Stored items
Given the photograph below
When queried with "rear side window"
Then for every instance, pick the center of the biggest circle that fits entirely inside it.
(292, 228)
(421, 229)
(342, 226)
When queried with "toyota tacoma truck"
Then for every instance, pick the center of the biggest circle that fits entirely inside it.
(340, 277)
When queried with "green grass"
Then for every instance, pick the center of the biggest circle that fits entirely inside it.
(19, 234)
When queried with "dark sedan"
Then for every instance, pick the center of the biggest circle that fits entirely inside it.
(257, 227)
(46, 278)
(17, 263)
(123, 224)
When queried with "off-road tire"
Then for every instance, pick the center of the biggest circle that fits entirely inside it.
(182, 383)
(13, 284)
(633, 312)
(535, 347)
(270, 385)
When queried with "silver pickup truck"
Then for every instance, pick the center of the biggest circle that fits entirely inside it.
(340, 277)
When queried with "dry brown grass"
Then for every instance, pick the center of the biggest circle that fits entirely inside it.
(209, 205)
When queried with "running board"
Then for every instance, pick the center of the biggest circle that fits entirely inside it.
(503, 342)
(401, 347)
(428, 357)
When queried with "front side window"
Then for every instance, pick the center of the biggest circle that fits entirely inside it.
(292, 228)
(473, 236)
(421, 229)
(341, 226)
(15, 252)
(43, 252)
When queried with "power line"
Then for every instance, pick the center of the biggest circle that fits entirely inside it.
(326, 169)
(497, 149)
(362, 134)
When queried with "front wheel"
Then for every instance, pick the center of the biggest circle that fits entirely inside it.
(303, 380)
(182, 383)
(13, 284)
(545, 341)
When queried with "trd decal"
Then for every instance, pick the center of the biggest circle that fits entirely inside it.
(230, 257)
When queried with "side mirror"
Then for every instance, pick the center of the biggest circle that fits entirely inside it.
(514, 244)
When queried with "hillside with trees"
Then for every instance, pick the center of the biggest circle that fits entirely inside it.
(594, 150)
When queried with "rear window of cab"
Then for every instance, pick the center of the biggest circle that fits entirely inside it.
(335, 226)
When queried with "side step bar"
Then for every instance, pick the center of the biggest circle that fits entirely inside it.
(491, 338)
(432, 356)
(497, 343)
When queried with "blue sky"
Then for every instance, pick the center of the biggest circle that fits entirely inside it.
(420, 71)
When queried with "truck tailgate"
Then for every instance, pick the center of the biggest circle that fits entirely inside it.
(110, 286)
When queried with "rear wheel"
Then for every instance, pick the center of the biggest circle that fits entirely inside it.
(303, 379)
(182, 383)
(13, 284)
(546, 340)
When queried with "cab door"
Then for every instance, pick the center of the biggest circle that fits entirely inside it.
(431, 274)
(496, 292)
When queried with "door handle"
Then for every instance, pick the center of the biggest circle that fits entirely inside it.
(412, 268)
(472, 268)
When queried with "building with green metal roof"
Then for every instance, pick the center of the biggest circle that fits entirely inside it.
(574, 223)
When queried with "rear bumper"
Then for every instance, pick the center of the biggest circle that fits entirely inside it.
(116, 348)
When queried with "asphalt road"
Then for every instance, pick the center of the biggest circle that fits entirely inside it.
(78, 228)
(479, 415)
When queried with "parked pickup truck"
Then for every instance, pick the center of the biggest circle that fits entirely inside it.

● **TASK TO COMPLETE**
Repeat all of the records above exactly as they appear.

● **SOLUTION**
Given the photograph below
When queried with "rear side window"
Then for every instance, pick the center of the biggest circle that fits entirely inside it.
(292, 228)
(421, 229)
(342, 226)
When queried with "toyota tacoma truck"
Then for every instance, pick the center of the biggest circle that fits entirely inside it.
(340, 277)
When queried with "green grass"
Then for every instance, pick the center of the biggest circle that fits entirely inside it.
(19, 234)
When queried with "dark sedan"
Then for every instance, pick the center of the biggest circle that fits entirely inside it.
(257, 227)
(46, 278)
(17, 263)
(123, 224)
When queried with "off-road tire"
Then for every instance, pick the center of the biggest circle that fits entirely inside it.
(182, 383)
(13, 284)
(633, 312)
(535, 347)
(270, 385)
When queried with "silver pickup truck"
Then for every instance, pick the center of the biggest circle that fits entirely inside it.
(340, 277)
When queried with "dry brown grass"
Then for every instance, pick the center of the biggest circle that fits entirely inside it.
(209, 205)
When queried with "running board"
Then for every instance, pick the center of the biggest circle that fits entirely inside it.
(503, 342)
(401, 347)
(428, 357)
When queried with "front side window"
Then for every instance, pick the center of the biggest circle that fits entirely inside it.
(292, 228)
(473, 236)
(421, 229)
(341, 226)
(15, 252)
(43, 252)
When queried with "power line"
Then for every instance, pick the center of the biggest circle that fits entirely inside it.
(326, 169)
(497, 149)
(362, 134)
When queried with "front wheel"
Then for every instance, pick the center of the biggest circle that fits entirely inside it.
(303, 380)
(182, 383)
(13, 284)
(545, 341)
When queried with "trd decal"
Then for every instance, pick the center of the biggest circle that fits entirely inside it.
(230, 257)
When queried with "side mirror"
Then for every instance, pick the center of the biggest circle that fits entirely inside it.
(514, 244)
When queried with "hillside with trees"
Then for every instance, pick the center of the biggest circle that fits entirely inside it.
(594, 150)
When queried with "rear window of cab"
Then for every instance, pick the center of the biggest circle that fits entirely inside it.
(335, 226)
When queried with "side step bar"
Then for every instance, pick the center of the biggest circle that fits entirely inside it.
(491, 338)
(432, 356)
(497, 343)
When queried with "blue sky"
Then for every instance, pick the center of the biggest circle that fits entirely inside it.
(420, 71)
When queried with "truck tailgate"
Then for every instance, pick the center of the biggest circle that fits entirely inside it.
(110, 286)
When queried with "rear wheel"
Then for every instance, pick the center of the biggest circle that fits entirely inside it.
(303, 379)
(182, 383)
(13, 284)
(546, 340)
When queried with "cab door"
Then for every instance, pick the center of the biggest circle that fits entirely inside it.
(431, 274)
(496, 292)
When queried with "door handle"
Then for every instance, pick the center of the biggest circle that fits entirely inside it.
(412, 268)
(472, 268)
When queried with "building with green metal roof"
Then for every instance, pick the center of the biggest circle that fits entirely inside it.
(574, 223)
When queried with "rear bumper"
Then for every instance, pick the center of the biggest circle that fits entirely inside it.
(116, 348)
When queried with "asphalt road"
Then for every instance, pick the center of the biggest circle that fits entirely inside it.
(78, 228)
(479, 415)
When queried with "parked pickup truck"
Then for every instance, pick the center of the biggest circle that fits entirely inside it.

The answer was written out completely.